## RAW DATA

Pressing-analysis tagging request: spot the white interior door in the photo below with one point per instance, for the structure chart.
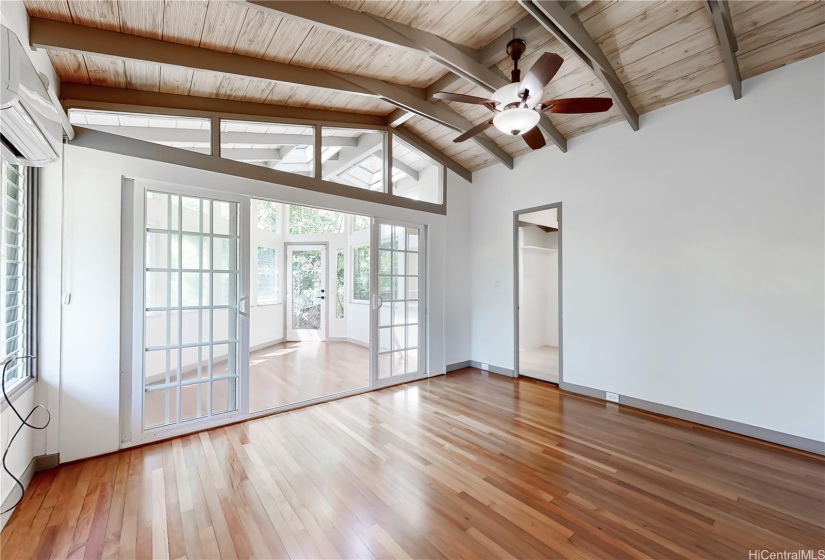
(306, 309)
(193, 314)
(398, 302)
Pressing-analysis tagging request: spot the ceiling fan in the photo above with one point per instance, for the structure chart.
(518, 107)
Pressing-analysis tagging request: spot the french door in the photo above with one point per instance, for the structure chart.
(190, 351)
(194, 348)
(306, 267)
(398, 343)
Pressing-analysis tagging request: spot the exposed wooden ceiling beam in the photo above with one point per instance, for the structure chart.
(722, 24)
(461, 61)
(528, 29)
(348, 157)
(80, 96)
(135, 101)
(570, 31)
(67, 37)
(458, 59)
(95, 140)
(403, 167)
(190, 135)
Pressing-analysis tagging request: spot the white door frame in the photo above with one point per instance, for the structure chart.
(516, 294)
(138, 434)
(376, 303)
(323, 331)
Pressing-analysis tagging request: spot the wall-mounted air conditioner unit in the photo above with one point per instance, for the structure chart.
(30, 127)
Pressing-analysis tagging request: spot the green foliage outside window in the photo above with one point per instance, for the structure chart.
(339, 288)
(304, 221)
(361, 273)
(306, 287)
(360, 223)
(268, 216)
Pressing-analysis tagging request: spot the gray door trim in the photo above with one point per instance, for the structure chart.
(516, 214)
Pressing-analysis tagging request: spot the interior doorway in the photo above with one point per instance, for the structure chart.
(537, 237)
(310, 304)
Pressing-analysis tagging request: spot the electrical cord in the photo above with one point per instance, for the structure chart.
(23, 422)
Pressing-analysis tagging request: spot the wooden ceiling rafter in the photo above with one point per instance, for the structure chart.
(79, 96)
(569, 30)
(457, 59)
(723, 25)
(461, 62)
(663, 52)
(55, 35)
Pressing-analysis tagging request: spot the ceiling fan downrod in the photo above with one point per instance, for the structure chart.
(516, 48)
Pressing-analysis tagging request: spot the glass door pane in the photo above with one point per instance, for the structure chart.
(398, 302)
(192, 282)
(306, 292)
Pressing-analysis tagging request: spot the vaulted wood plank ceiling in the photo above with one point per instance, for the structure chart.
(663, 52)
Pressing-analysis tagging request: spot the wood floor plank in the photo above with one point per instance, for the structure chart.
(468, 465)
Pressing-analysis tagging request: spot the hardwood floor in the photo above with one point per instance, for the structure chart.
(294, 372)
(282, 374)
(540, 363)
(462, 466)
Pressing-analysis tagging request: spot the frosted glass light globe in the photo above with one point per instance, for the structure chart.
(516, 121)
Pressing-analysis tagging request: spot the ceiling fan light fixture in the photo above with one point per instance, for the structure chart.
(516, 121)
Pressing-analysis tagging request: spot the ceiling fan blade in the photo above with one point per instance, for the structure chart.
(534, 138)
(541, 73)
(578, 105)
(473, 131)
(461, 98)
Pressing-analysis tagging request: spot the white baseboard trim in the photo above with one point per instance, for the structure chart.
(457, 365)
(37, 464)
(350, 340)
(491, 368)
(765, 434)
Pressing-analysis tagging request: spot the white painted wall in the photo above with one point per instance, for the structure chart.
(692, 253)
(30, 443)
(458, 277)
(90, 332)
(538, 288)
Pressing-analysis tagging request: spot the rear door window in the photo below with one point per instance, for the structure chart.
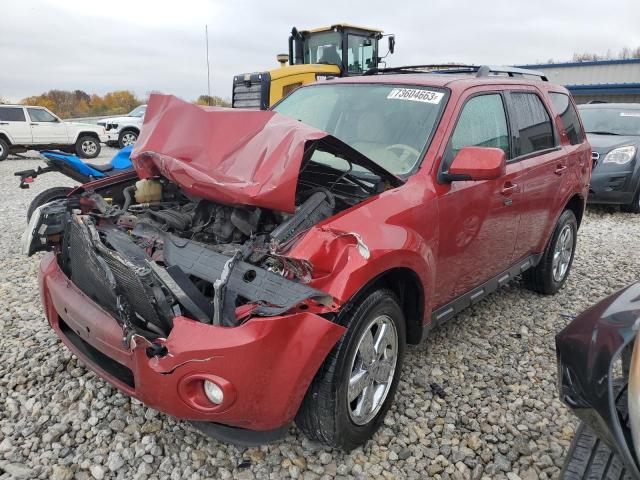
(482, 123)
(569, 117)
(535, 130)
(40, 115)
(12, 114)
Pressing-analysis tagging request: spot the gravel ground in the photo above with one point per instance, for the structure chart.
(499, 418)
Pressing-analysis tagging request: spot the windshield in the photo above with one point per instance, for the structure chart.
(613, 121)
(323, 47)
(138, 111)
(391, 125)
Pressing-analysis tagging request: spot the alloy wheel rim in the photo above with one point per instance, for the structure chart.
(373, 366)
(89, 147)
(562, 253)
(128, 139)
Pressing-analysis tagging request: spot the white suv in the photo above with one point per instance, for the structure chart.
(124, 131)
(25, 128)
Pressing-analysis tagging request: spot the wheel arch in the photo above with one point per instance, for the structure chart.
(130, 128)
(89, 133)
(4, 137)
(407, 286)
(576, 204)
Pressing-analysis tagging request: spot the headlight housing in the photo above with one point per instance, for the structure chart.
(621, 155)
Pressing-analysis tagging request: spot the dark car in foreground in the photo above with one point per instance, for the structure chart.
(599, 379)
(261, 266)
(613, 130)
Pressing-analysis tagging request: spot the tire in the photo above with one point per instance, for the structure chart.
(325, 414)
(634, 206)
(127, 137)
(87, 146)
(589, 457)
(47, 196)
(548, 276)
(4, 150)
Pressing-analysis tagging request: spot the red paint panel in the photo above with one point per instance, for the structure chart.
(267, 363)
(237, 157)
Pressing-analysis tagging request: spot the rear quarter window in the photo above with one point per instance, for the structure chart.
(12, 114)
(564, 107)
(533, 123)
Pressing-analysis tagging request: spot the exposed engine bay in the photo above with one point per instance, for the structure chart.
(150, 252)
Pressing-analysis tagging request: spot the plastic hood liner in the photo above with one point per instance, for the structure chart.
(237, 157)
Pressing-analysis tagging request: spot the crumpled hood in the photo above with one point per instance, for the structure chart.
(237, 157)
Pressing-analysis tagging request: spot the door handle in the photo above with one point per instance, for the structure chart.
(509, 188)
(560, 169)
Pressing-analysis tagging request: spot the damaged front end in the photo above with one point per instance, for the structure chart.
(172, 255)
(184, 275)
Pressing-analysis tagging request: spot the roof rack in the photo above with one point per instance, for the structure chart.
(453, 68)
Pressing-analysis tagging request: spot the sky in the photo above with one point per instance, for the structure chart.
(159, 45)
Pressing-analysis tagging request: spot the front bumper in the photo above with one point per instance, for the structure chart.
(112, 136)
(587, 350)
(613, 185)
(264, 366)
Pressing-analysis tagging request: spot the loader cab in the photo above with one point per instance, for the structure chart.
(353, 49)
(335, 51)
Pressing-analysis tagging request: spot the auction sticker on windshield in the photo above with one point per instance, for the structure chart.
(415, 95)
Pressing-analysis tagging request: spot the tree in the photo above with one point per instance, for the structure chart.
(213, 101)
(78, 103)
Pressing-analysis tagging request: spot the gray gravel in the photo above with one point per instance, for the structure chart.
(500, 417)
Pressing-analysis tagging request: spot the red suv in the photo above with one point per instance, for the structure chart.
(260, 267)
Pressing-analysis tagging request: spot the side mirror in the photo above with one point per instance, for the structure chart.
(392, 43)
(477, 163)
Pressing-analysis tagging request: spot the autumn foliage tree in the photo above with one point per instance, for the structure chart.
(68, 104)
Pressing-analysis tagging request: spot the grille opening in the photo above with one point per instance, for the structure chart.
(113, 368)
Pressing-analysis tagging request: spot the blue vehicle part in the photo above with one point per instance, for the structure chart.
(73, 167)
(122, 160)
(74, 162)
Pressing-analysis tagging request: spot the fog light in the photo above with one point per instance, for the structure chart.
(213, 392)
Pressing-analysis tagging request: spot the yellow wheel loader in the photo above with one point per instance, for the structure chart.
(335, 51)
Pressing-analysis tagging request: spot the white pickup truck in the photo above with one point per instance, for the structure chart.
(25, 128)
(124, 131)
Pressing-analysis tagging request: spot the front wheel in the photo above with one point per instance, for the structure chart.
(126, 138)
(87, 146)
(553, 269)
(49, 195)
(354, 388)
(4, 150)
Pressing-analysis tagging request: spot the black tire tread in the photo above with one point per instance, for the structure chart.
(78, 146)
(589, 458)
(315, 416)
(47, 196)
(537, 278)
(5, 150)
(119, 142)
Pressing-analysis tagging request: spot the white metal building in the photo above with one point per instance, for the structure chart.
(605, 80)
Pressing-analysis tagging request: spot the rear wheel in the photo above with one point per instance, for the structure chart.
(4, 150)
(126, 138)
(353, 390)
(553, 269)
(589, 457)
(87, 146)
(49, 195)
(634, 206)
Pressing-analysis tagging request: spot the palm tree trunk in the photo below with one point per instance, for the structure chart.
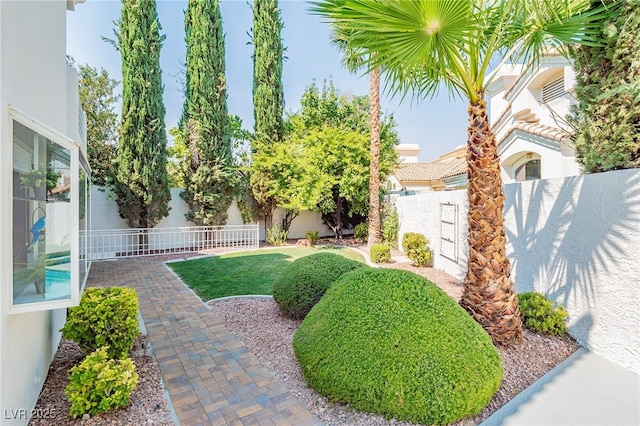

## SHORT TASK
Filter the listing above down to the lines containing the string "wooden", and copy each of those lines in full.

## ANSWER BELOW
Pressing-analysis tagging request: spot the exposed wooden ceiling beam in the photo above with one point per instance, for the structure chart.
Pressing-analysis tagging request: spot the wooden ceiling rafter in the photo above with one point per instance, for the structure chart.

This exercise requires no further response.